PASSAGE TO READ:
*** Block opens ***

- Johann Jacob Dillenius (1684-1747), Dillenius's Historia Muscorum; German born but then moved to the UK. In 1734 Dillenius was appointed Sherardian professor of botany at Oxford. His manuscripts, books and collections of dried plants, with many drawings, were bought by his successor at Oxford, Dr. Humphry Sibthorp (1713–1797), and ultimately passed into the possession of Oxford University. In 1907, G. Claridge Druce described The Dillenian Herbaria.

- John Sibthorp (1758-1796), The Sipthorpian herbarium, His herbarium (of three collections; contains 2,462 Flora Graeca specimens, 70 Flora Oxoniensis specimens and 444 miscellaneous specimens) are stored within the Fielding-Druce Herbarium.

- William Dampier (c. 1697–1698); The first scientific collection of flora from Western Australia was by William Dampier near Shark Bay and in the Dampier Archipelago in 1699. Then when his ship the Roebuck was wrecked on Ascension Island, he saved his plant collection to give to the herbarium. It contains 24 sheets of Australian plant specimens. In September 1999, they were then loaned to Western Australia for the 300 year celebration.

- Jacob Bobart the Younger (2 August 1641 – 28 December 1719); in 1683, he lectured as botanical professor at Oxford. In 1699 he brought out the third part of Morison's Historia Plantarum,
- Charles du Bois (bap. 1658-1740); a treasurer of the English East India Company, du Bois used his connections to members of London's botanical circle, including Hans Sloane, James Petiver, and Leonard Plukenet to amass a collection of more than 14,000 specimens. His most significant partnership was with the surgeon Edward Bulkley, who was stationed at the Company factory of Fort St. George. As a result, over a quarter of the collection was sourced using du Bois's East India contacts, and many contain vernacular Tamil names.

- Mark Catesby (24 March 1683 – 23 December 1749); an English naturalist who studied flora and fauna in the New World. He was recommended by William Sherard to collect. Between 1729 and 1747 Catesby published his Natural History of Carolina, Florida and the Bahama Islands, the first published account of the flora and fauna of North America.

- Aylmer Bourke Lambert (2 February 1761 – 10 January 1842); a British botanist, one of the first fellows of the Linnean Society. He had acquired a number of significant herbarium collections including those of Johann Reinhold Forster, Archibald Menzies and Henry de Ponthieu. When he died his collection of 50,000 preserved plant specimens, was auctioned in 317 lots and now specimens can be found in botanical collections around the world. Including Kew, St Petersburg, Berlin and Oxford.
*** Block closes ***
SUPPLIED DATA:
*** Block opens ***
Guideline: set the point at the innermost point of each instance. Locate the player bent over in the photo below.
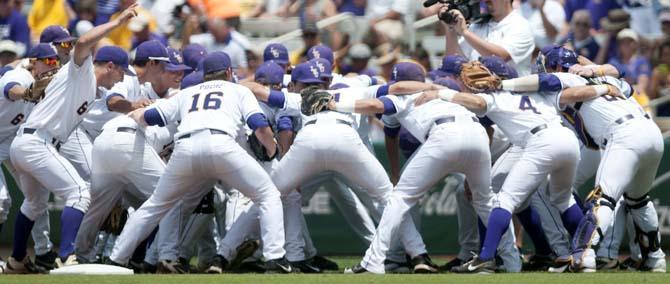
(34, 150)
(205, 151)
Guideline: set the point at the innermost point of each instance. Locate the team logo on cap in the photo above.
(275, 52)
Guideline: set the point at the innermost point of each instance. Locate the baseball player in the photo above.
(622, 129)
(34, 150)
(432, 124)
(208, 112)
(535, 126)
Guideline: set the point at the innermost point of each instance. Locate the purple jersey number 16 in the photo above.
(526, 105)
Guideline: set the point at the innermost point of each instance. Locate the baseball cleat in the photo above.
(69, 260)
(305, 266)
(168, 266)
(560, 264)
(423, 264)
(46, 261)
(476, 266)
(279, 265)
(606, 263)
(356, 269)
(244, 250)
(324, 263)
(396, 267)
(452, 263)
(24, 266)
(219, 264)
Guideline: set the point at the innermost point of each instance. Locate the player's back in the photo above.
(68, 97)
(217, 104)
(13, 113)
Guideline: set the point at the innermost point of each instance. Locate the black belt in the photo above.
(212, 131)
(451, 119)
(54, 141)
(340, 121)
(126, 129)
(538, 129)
*** Block closes ***
*** Block opens ***
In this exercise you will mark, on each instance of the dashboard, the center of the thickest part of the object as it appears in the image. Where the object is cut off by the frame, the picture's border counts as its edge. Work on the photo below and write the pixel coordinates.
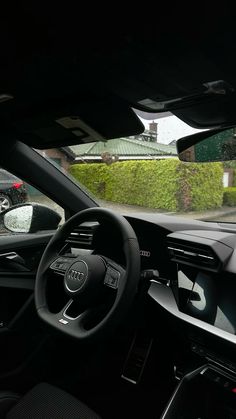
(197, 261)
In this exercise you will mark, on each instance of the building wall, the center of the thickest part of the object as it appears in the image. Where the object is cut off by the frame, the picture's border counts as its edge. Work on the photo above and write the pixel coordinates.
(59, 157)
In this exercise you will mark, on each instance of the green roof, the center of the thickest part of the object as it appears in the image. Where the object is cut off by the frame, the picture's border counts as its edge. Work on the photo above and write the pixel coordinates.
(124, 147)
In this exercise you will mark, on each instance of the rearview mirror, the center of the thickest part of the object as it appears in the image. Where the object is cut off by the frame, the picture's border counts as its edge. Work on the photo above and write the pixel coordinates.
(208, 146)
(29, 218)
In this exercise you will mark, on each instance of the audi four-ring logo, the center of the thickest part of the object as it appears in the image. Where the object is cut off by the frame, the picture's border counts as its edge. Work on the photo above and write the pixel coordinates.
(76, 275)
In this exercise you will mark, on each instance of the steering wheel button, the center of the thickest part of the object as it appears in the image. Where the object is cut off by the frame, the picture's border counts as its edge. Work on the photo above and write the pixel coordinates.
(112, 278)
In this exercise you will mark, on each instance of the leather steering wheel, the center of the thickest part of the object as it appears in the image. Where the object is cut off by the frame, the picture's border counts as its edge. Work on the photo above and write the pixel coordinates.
*** Block closes ***
WHAT YOU WILL DO:
1. In the passage on herbarium collectors, how many lots was Aylmer Bourke Lambert's collection of preserved plant specimens auctioned in?
2. Continue the passage on herbarium collectors from where it stops.

RESPONSES BY ITEM NUMBER:
1. 317 lots.

2.
- James Eustace Bagnall (7 November 1830 – 3 September 1918); he made important contributions to the Floras of the counties surrounding his home in Birmingham. One of his earliest publications, in 1874, was a moss Flora of Warwickshire. His herbarium and papers are held by the Library of Birmingham. National Museum Cardiff has 125 of his bryological specimens. Other herbaria hold specimens he collected (including the Fielding-Druce Herbarium)

- Clarence Bicknell (1842-1918); a British vicar, amateur archaeologist, botanist, artist, Esperantist, author and philanthropist. He founded the Bicknell Museum in Bordighera, Italy. He had collected up to 100 specimens from Italy, Majorca and Corfu.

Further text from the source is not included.